■ THE REQUEST:
Give back only the lines from the one with "of the person" through the last line of the data, exactly as they appear.

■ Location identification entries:
::::::

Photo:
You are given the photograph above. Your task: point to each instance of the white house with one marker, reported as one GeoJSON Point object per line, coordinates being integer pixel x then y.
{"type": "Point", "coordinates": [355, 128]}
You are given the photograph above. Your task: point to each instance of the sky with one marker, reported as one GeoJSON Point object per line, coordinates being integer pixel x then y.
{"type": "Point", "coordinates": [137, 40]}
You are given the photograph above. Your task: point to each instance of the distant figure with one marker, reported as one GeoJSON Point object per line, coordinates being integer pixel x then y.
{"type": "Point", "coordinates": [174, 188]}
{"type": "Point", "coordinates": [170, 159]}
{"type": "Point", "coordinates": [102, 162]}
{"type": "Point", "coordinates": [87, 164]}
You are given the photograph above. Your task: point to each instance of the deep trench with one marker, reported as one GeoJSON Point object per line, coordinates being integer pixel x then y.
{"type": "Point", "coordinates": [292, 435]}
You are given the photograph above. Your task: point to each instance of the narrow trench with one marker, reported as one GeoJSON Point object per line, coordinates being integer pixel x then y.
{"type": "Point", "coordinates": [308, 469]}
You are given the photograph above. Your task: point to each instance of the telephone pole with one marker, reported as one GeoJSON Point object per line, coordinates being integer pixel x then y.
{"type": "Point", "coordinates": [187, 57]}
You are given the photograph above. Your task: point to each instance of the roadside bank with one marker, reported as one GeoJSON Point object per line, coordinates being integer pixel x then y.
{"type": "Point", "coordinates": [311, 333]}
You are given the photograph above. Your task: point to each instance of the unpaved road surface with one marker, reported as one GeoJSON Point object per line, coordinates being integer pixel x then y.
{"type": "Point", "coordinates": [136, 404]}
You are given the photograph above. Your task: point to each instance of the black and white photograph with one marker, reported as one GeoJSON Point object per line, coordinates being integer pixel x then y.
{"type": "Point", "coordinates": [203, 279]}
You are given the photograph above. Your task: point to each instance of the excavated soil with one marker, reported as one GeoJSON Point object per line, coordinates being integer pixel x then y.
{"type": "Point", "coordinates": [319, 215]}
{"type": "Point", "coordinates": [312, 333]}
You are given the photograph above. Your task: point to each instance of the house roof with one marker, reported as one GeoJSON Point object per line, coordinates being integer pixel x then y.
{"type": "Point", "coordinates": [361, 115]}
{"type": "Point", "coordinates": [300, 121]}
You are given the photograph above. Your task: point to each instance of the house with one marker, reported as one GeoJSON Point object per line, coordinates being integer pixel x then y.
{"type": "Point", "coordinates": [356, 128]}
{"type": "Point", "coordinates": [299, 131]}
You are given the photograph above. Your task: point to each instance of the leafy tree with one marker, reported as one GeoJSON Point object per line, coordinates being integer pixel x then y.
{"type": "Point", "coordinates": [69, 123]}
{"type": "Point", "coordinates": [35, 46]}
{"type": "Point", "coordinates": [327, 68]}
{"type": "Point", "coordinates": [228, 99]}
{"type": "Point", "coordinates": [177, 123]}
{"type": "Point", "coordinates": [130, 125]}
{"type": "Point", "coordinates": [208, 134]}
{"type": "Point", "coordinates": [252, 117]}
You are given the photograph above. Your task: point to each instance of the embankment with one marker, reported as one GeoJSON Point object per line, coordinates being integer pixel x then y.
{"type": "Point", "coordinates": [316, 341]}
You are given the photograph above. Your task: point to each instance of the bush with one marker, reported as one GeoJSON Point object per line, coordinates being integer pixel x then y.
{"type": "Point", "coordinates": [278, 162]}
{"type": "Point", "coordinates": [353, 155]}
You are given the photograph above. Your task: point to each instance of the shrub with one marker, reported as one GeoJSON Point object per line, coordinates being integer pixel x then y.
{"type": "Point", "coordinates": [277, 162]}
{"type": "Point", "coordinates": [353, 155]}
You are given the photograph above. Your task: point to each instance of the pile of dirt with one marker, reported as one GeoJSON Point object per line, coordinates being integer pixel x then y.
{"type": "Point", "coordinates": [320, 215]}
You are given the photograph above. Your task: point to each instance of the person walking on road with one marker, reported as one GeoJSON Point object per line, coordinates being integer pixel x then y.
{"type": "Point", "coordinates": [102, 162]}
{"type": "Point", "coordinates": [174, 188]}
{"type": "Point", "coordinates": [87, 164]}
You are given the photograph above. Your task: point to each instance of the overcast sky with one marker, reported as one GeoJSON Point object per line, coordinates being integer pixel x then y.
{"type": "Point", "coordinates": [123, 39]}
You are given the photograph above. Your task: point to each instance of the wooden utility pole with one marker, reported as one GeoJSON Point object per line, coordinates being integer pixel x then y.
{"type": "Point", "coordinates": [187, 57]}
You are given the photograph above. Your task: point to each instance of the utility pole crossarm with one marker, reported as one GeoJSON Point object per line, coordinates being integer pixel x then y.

::::::

■ THE OUTPUT:
You are given the photograph above. Your task: point to each instance of the person walking on road with one marker, reported as one GeoJSON Point object per line, coordinates being integer pixel x then y.
{"type": "Point", "coordinates": [102, 162]}
{"type": "Point", "coordinates": [174, 188]}
{"type": "Point", "coordinates": [87, 164]}
You are given the photograph above. Your task: point to each instance of the overcast sky with one marker, reported as one GeoJSON Point object per line, coordinates being integer pixel x then y.
{"type": "Point", "coordinates": [123, 39]}
You are given the photograph above. Your task: point to each instance of the wooden utility pole with one marker, reported as one GeoJSON Point object per line, coordinates being integer pixel x then y.
{"type": "Point", "coordinates": [187, 57]}
You are given the photograph above. Your task: point to each instance of the utility pole crossarm with one marker, reported as one GeoJSON Point object per line, coordinates being integer pixel x then y.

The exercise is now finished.